● GIVEN PASSAGE
----

OT to IT communication is the exchange of data or commands between operational technology and enterprise information systems. It creates a governance challenge because the two environments usually differ in uptime requirements, authentication maturity, patch cycles, and tolerance for security control latency.
Expanded Definition
OT to IT communication describes the controlled exchange of telemetry, events, commands, and orchestration signals between operational technology and enterprise IT systems. In NHI governance, the critical issue is not connectivity alone, but which non-human identities, credentials, and trust paths are allowed to bridge two environments with different risk models. Definitions vary across vendors, especially when the path includes historians, gateways, message brokers, or AI-enabled agents. NIST’s NIST Cybersecurity Framework 2.0 is useful here because it frames secure communication as a governance and risk outcome, not just a transport problem.
OT systems often prioritise deterministic uptime and safety, while IT systems prioritise identity, logging, and change velocity. That mismatch creates edge cases: a service account that is acceptable in a flat IT network can become an unsafe bridge if it can issue commands into a plant environment, a building system, or a remote control network. In practice, OT to IT communication should be treated as a policy boundary that requires explicit identity, protocol filtering, and reviewed authorization. The most common misapplication is treating every telemetry path as “read only,” which occurs when operators overlook bidirectional command channels hidden inside middleware, agents, or vendor maintenance workflows.
Examples and Use Cases
Implementing OT to IT communication rigorously often introduces latency, protocol translation, and change-control overhead, requiring organisations to weigh operational visibility against the cost of tighter governance.
- Production telemetry flows from a PLC or SCADA gateway into an analytics platform, where the sending identity must be scoped to data export only and not command issuance.
- A maintenance platform pushes firmware or configuration updates from IT into OT, which demands stronger approval workflows, short-lived access, and tightly monitored NIST Cybersecurity Framework 2.0-aligned controls.
- A vendor remote support session crosses the boundary using a privileged service account, similar to patterns seen in the Schneider Electric credentials breach, where credential handling and access scope become decisive.
- An operations dashboard consumes OT events through an API gateway, and the gateway identity must be isolated from broader enterprise integrations to prevent lateral movement.
- An AI agent summarises plant status for business users, but the agent must not inherit command rights simply because it can read operational data.
These use cases differ in protocol, directionality, and blast radius, but all depend on clear identity boundaries and auditable authorization. The design pattern should be explicit, not assumed, because OT to IT communication often spans legacy systems that were never built with modern identity controls in mind. In incidents involving exposed maintenance paths, the weakness is frequently not the data stream itself but the over-privileged account behind it, a lesson reinforced by the Schneider Electric credentials breach.

----

● TO-DO LIST
(1) In the listing, copy out word for word the stretch from the line containing "locate horse's neck, a point per instance." through the end of the listing, leaving out any pictures.
(2) Continue the passage on OT to IT communication from where it ends.
The passage on OT to IT communication and the listing that follows have nothing to do with each other.

----

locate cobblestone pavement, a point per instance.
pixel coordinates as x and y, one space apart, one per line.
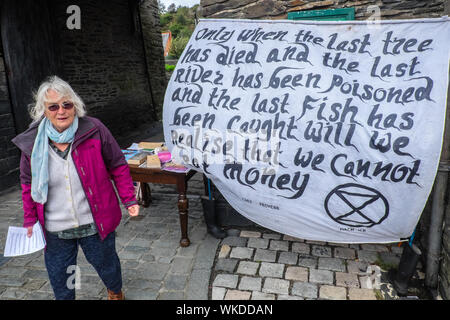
251 263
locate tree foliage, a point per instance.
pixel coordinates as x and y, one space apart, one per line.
181 23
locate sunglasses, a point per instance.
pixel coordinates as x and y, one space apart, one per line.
66 105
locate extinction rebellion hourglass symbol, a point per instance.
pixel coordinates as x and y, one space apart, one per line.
356 205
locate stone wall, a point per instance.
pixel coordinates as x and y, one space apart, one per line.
9 155
115 62
278 9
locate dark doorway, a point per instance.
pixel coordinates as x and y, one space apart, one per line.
30 51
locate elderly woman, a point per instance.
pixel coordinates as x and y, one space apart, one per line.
67 163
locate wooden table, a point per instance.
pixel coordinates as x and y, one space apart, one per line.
149 175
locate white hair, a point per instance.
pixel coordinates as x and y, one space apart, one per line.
64 89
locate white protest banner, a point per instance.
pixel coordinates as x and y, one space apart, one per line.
325 131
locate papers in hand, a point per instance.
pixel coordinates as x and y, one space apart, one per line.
18 244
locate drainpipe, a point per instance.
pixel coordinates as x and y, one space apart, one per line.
438 208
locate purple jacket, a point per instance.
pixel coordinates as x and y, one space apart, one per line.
98 159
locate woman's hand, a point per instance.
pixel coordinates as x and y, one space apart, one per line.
134 210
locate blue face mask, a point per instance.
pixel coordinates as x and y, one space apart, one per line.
39 156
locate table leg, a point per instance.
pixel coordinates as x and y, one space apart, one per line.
183 205
146 195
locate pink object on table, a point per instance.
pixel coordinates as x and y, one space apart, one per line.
164 156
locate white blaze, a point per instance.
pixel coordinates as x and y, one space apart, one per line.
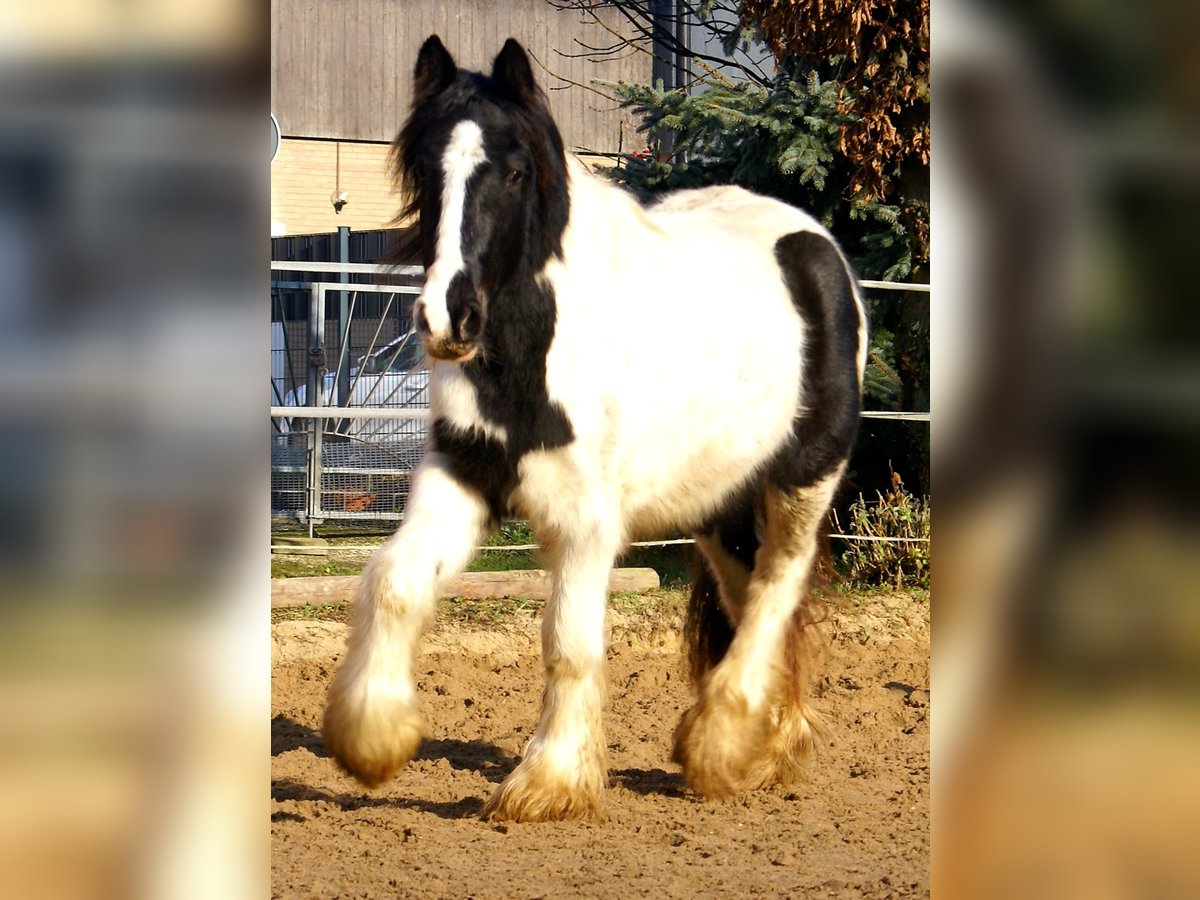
462 156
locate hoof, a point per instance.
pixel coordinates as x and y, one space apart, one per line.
723 748
372 738
533 795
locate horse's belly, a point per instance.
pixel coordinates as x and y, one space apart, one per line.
693 457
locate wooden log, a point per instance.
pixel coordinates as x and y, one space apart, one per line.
533 583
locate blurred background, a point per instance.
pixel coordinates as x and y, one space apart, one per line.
1066 427
133 629
1066 432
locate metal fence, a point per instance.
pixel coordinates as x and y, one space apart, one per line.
349 390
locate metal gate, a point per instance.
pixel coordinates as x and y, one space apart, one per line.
349 391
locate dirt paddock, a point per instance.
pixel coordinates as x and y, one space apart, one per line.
857 827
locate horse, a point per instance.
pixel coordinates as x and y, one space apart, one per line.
607 371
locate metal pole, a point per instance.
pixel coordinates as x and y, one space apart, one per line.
343 317
343 327
315 390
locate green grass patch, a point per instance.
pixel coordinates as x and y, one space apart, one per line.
287 567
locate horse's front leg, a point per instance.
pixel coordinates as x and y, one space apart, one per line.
563 772
372 725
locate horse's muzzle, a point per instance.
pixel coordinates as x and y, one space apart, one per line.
465 312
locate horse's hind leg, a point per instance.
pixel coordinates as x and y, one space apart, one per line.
372 725
750 726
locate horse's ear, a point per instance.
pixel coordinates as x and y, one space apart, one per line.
435 71
513 75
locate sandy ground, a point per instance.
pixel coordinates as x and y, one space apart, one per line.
857 827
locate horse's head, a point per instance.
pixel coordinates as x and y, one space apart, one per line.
483 168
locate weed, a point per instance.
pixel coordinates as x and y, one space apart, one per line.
880 561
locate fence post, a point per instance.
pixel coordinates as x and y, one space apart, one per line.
343 328
316 389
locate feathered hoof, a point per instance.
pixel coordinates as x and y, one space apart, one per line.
534 795
724 748
372 739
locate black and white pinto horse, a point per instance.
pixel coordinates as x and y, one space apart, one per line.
609 372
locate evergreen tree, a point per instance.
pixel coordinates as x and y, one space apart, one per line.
838 126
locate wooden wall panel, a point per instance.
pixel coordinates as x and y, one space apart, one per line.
342 69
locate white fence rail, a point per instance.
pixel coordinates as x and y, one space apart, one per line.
348 420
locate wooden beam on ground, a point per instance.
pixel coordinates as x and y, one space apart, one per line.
533 583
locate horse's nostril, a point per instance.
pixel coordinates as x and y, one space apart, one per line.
472 324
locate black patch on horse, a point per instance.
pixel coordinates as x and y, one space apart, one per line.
823 293
509 376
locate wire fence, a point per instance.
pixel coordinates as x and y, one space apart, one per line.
349 394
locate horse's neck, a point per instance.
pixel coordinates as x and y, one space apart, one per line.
604 219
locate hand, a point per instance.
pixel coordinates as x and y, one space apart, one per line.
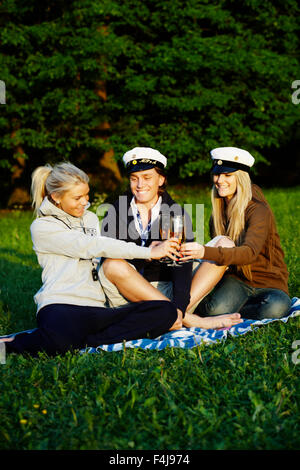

----

● EXPECTED ANSWERS
(1)
locate horse's neck, a point per instance.
pixel coordinates as x and y, one space apart, one per line.
604 219
locate hand, a point per instance.
pixel coordinates as x and y, one space apart, one per line.

(2)
Why It Matters in NHI Security
OT to IT communication matters because every bridge between environments creates an identity enforcement point, and those points are where service accounts, API keys, certificates, and agent credentials tend to accumulate. NHI Mgmt Group research shows that 97% of NHIs carry excessive privileges, which means a seemingly narrow telemetry integration can become a high-impact path if its credentials are reused or over-scoped. That risk is especially serious in converged environments where engineering teams, vendors, and automation platforms all touch the same data path.
Security teams often focus on the network segment and miss the identity layer. Yet compromised non-human identities are a major cause of identity-driven incidents, and OT to IT links can magnify the damage because the downstream systems may include safety monitoring, production scheduling, or remote administration tooling. Zero Trust Architecture is therefore not optional rhetoric here; it is the operational model that forces continuous verification, least privilege, and explicit trust evaluation across the boundary. The NIST Cybersecurity Framework 2.0 and Zero Trust thinking both support this approach, while the Schneider Electric credentials breach illustrates how exposed credentials can turn an operational linkage into an enterprise incident.
Organisations typically encounter the consequences only after a maintenance outage, a suspicious command, or an unexpected data exfiltration event, at which point OT to IT communication becomes operationally unavoidable to address.
Standards & Framework Alignment
This section maps relevant standards and security frameworks to the operational risks and controls described in this guidance.
OWASP Non-Human Identity Top 10 address the attack and risk surface, while NIST CSF 2.0 and NIST Zero Trust (SP 800-207) set the governance and control requirements practitioners need to meet.
| Framework | Control / Reference | Relevance |
|---|---|---|
| NIST CSF 2.0 | PR.AC | OT to IT links depend on identity-based access control and continuous verification. |
| NIST Zero Trust (SP 800-207) | PDP/PEP | Zero Trust defines policy enforcement for every request crossing the OT/IT boundary. |
| OWASP Non-Human Identity Top 10 | NHI-02 | The term often involves secrets, service accounts, and over-privileged machine identities. |
Restrict cross-boundary service identities and review access paths under a least-privilege access program.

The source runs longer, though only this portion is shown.